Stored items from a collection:
************

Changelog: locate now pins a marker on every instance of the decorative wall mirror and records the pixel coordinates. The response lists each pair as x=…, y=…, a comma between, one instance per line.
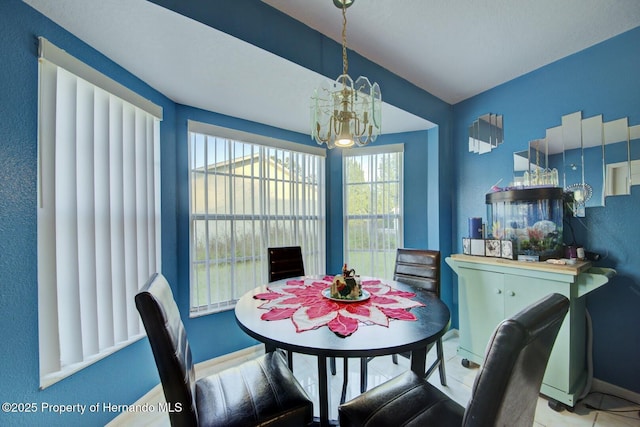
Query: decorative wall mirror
x=593, y=158
x=486, y=133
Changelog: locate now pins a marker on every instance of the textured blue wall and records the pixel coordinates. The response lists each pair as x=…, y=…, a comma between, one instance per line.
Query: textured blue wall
x=598, y=80
x=126, y=375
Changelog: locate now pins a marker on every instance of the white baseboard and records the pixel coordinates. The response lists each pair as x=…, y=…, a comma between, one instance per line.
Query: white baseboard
x=607, y=388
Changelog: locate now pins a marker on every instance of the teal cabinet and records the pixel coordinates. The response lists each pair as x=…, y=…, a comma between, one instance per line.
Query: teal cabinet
x=492, y=289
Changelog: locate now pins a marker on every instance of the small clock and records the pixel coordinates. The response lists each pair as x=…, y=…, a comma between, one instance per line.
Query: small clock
x=507, y=249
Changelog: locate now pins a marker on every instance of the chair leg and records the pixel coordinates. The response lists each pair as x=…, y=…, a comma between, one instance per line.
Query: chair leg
x=345, y=380
x=290, y=360
x=363, y=374
x=439, y=363
x=440, y=354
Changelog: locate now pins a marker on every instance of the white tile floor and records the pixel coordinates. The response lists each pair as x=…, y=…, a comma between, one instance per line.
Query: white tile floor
x=616, y=412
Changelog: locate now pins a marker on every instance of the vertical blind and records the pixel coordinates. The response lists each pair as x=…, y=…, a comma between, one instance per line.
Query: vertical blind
x=246, y=197
x=98, y=214
x=373, y=208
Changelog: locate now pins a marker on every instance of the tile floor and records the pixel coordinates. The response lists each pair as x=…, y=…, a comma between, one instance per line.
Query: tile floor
x=614, y=413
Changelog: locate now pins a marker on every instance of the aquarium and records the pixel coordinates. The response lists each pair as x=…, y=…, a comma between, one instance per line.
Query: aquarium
x=531, y=218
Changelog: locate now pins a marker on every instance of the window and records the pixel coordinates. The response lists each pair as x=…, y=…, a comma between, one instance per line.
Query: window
x=249, y=193
x=98, y=212
x=373, y=216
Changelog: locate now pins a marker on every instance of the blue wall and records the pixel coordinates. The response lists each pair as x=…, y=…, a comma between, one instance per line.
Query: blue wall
x=126, y=375
x=598, y=80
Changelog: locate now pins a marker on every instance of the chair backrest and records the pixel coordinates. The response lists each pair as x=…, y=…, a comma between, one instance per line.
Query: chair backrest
x=170, y=347
x=418, y=267
x=285, y=262
x=507, y=386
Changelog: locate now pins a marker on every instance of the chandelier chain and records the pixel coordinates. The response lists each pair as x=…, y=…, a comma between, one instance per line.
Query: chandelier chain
x=345, y=63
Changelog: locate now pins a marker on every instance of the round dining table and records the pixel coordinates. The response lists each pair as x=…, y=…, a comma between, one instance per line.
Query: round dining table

************

About this task:
Among the records above, repeat exactly the line with "the white tile", the line with "of the vertical", and every line in between, and only those.

The completed task:
Changelog: locate now pins a marker on every instance of the white tile floor and records the pixel coordinates. The response lists each pair as x=…, y=…, a comma between, one instance per line.
Query: white tile floor
x=616, y=412
Changelog: locate now pins a marker on every instance of the vertical blind and records the pixel coordinates. The response lists each pair as x=…, y=…, a comma between, one instance per line.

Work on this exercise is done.